Provided records:

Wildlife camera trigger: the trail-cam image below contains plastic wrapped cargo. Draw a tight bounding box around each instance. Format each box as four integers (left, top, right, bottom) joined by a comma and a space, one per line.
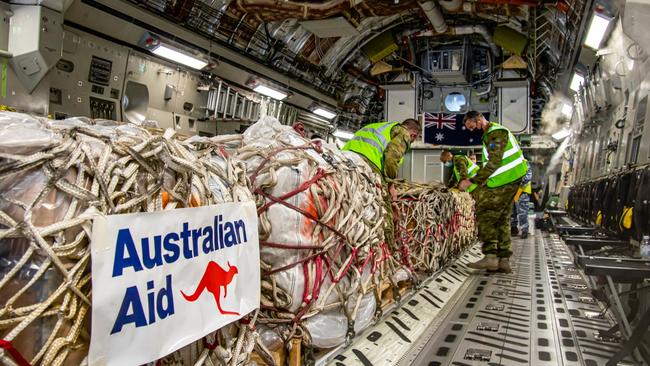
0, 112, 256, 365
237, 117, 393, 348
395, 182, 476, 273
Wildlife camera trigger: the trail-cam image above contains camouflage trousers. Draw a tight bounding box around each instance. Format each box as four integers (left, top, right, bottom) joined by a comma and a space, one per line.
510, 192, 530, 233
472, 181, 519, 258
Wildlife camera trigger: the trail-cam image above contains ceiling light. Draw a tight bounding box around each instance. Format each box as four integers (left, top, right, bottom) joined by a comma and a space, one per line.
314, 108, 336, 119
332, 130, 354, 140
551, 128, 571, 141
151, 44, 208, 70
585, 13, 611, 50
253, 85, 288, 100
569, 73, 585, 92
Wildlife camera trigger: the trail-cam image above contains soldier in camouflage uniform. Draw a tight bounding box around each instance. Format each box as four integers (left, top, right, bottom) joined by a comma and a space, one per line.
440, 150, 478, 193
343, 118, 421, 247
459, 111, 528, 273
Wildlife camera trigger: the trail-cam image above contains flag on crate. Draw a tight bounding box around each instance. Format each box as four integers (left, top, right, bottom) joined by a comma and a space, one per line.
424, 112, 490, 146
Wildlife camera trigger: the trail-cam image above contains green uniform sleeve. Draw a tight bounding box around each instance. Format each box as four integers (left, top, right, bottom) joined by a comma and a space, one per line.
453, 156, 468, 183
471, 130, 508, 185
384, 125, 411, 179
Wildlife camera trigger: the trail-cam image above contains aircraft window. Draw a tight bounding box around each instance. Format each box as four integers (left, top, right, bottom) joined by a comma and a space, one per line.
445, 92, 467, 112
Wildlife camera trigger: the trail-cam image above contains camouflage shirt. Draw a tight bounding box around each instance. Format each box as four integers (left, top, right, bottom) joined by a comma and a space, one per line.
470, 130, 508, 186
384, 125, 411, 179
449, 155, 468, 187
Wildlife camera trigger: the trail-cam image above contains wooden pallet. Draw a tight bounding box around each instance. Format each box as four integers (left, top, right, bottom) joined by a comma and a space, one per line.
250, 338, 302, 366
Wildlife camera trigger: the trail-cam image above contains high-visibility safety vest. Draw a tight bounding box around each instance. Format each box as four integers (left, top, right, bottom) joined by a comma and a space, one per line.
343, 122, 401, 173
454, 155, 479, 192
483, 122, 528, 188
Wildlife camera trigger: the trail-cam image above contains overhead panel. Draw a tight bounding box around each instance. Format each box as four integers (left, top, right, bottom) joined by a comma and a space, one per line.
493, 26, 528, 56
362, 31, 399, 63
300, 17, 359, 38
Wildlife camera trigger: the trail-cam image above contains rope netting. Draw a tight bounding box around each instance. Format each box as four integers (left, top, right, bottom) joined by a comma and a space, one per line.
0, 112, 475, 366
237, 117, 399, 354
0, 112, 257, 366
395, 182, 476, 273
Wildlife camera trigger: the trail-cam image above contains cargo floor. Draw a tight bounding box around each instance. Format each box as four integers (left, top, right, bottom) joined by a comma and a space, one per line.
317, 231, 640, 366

Problem: Return the entire listing above verbatim, line for line, but leave out the picture.

Result of the task:
Wildlife camera trigger: the trail-cam image below contains plastic wrapped cargo. Draw a tight bounding box around each instance. Format each box as four integers (left, top, right, bottom) joined by a comma and a space, one per line.
0, 112, 256, 365
237, 117, 393, 348
395, 182, 476, 273
Wildlife camera trigger: the trail-cam image above contains camouflage trousers. Draw a tight bounding box around each instance. Format each box as four integers (left, top, right, bottom) joined by a comma and a space, one per line.
510, 192, 530, 233
472, 181, 519, 258
Wildlife camera trigger: the trail-cam image above contains ceiling light. Draw a tight bounding box around each instance. Format each box as four integers (left, top, right, bottom) joined by a comma and a space, one per line.
314, 108, 336, 119
332, 130, 354, 140
551, 128, 571, 141
151, 44, 208, 70
585, 13, 611, 50
253, 85, 288, 100
569, 73, 585, 92
Wildlife camera trigger: the trail-cam image above contains soldier in camouflage uniform. Draw a tight bounding box around each instance. Format each box as four integers (left, top, right, bottom) joined by a comma and a space, one per line.
440, 150, 478, 193
343, 118, 421, 247
459, 111, 528, 273
Wildlife camera trigger: the trail-cam image above contains flag on crate. Draw a tight bounding box around each instance. Format each box as four integers (left, top, right, bottom) joined by a comma and a space, one per line.
424, 112, 490, 146
Wildlife camera trigger: the trail-cam image above contains green uniform sleeve. Draw a tight bounding box around each instance. Format each box as four integers (left, top, right, bottom) joined by a comma and a space, one per line.
453, 156, 468, 183
471, 130, 508, 185
384, 125, 411, 179
Wildlife camera trigger: the trail-cam image above contains aircraft window. Draw a tight bounding box around each instance. Format each box as four integers (left, top, right, bottom) joined by a comma and a space, one per line.
445, 92, 467, 112
Wildlife camera trigger: the trail-cam image above contains camouflage shirt. Draw a tight bounding box around each instance. Format each box as four integers (left, top, right, bottom) joined by a comma and a space, one per line.
470, 130, 508, 186
384, 125, 411, 179
449, 155, 468, 187
Wildlife camera trigger: the trail-cam image above contains wooden pallet. Draw a tight bounding box around each instance. Format each box as four integers (left, top, right, bottom) joined by a comma and a space, one per line.
250, 338, 302, 366
Wildlife camera trigger: the trail-cam image above contains high-visibility safety vest. Draw a tight bounding box around each instance. Format each box as four integers (left, top, right, bottom) joined by a comma and a space, one per line.
343, 122, 401, 173
454, 155, 479, 192
483, 122, 528, 188
Wildlife camera trigger: the trail-cam image above contains overhead panel. Draw a tight bounding box around each instance. Format each box as four integers (left, top, right, bottom) joined by a comma and a space, one per line.
493, 26, 528, 56
362, 31, 399, 63
300, 17, 359, 38
Wildlife camera trigger: the trail-cam image above contains rope netting. Draw a tight bounding box around each instance. Format each box as four integers (left, top, right, bottom) joined by a comma and a space, one per line.
0, 112, 475, 366
237, 117, 399, 354
0, 112, 257, 366
395, 182, 476, 273
Wildlife camera trigger: the trail-cam image above contains cargo floor. Draw a tight bounding box around each instance. Format each box as four integers (left, top, right, bottom) joined by a comma and a space, one per line.
317, 231, 640, 366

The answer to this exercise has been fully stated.